-- Opening Marker --

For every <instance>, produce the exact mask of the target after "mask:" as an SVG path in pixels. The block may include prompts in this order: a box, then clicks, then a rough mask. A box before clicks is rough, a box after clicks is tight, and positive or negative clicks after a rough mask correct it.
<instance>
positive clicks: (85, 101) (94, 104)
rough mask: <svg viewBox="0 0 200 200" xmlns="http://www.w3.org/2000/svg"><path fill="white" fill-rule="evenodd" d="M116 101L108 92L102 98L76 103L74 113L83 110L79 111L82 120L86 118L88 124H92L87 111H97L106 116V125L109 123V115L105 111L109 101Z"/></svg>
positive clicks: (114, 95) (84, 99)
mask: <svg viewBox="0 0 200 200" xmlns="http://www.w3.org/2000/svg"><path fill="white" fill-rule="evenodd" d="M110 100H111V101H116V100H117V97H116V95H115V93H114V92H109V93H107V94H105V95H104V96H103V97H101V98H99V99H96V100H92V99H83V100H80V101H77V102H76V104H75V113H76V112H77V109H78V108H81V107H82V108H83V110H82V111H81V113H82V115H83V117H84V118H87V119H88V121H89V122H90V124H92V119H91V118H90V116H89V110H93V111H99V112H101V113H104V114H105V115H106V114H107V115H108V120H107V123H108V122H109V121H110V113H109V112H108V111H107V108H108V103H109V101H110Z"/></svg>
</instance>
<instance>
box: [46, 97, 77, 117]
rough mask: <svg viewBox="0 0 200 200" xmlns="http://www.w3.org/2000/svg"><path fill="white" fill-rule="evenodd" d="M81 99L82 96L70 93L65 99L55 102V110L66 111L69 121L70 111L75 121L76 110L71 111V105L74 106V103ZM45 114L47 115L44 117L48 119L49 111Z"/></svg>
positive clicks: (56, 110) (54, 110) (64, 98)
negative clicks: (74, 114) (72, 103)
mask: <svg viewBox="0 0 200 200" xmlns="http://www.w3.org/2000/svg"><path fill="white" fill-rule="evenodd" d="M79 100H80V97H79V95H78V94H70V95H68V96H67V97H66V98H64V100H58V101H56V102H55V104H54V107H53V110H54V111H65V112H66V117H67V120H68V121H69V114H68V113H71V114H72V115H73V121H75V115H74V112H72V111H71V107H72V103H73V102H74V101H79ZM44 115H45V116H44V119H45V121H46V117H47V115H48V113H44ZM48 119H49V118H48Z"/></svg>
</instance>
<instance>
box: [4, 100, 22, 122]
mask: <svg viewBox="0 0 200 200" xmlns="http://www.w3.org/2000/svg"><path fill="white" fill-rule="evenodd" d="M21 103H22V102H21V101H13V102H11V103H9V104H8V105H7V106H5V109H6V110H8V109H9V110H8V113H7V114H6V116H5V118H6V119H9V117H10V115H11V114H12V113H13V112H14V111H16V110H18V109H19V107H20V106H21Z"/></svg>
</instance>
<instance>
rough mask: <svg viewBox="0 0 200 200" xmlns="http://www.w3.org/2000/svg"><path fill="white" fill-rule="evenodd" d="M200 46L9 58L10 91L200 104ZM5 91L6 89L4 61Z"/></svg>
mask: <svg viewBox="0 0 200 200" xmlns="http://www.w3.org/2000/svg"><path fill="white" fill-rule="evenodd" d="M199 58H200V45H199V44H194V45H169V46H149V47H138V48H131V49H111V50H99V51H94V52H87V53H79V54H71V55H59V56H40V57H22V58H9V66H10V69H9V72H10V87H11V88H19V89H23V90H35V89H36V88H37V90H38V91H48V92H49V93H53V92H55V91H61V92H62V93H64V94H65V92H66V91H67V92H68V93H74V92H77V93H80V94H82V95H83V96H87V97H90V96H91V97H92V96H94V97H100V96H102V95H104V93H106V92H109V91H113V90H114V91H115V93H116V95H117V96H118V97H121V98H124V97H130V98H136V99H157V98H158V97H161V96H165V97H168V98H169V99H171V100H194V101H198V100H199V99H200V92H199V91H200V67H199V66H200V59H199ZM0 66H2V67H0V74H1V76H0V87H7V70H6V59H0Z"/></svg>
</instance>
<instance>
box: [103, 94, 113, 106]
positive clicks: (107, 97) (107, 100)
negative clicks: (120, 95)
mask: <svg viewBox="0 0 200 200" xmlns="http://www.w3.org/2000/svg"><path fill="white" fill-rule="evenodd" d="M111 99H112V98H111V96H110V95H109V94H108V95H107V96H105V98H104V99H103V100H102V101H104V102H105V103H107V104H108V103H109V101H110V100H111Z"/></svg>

-- Closing Marker --

Both the line containing "positive clicks: (114, 95) (84, 99)" and the line containing "box: [46, 97, 77, 117]" belong in the answer. Print them and every line above that falls between them exactly, and no others.

positive clicks: (114, 95) (84, 99)
mask: <svg viewBox="0 0 200 200" xmlns="http://www.w3.org/2000/svg"><path fill="white" fill-rule="evenodd" d="M110 100H111V101H116V100H117V97H116V95H115V93H114V92H109V93H107V94H105V95H104V96H103V97H101V98H99V99H96V100H92V99H83V100H80V101H77V102H76V104H75V113H76V112H77V109H78V108H81V107H82V108H83V110H82V111H81V113H82V115H83V117H84V118H87V119H88V121H89V122H90V124H92V119H91V118H90V116H89V110H93V111H99V112H101V113H104V114H105V115H106V114H107V115H108V120H107V123H108V122H109V121H110V113H109V112H108V111H107V108H108V103H109V101H110Z"/></svg>
</instance>
<instance>
box: [46, 97, 77, 117]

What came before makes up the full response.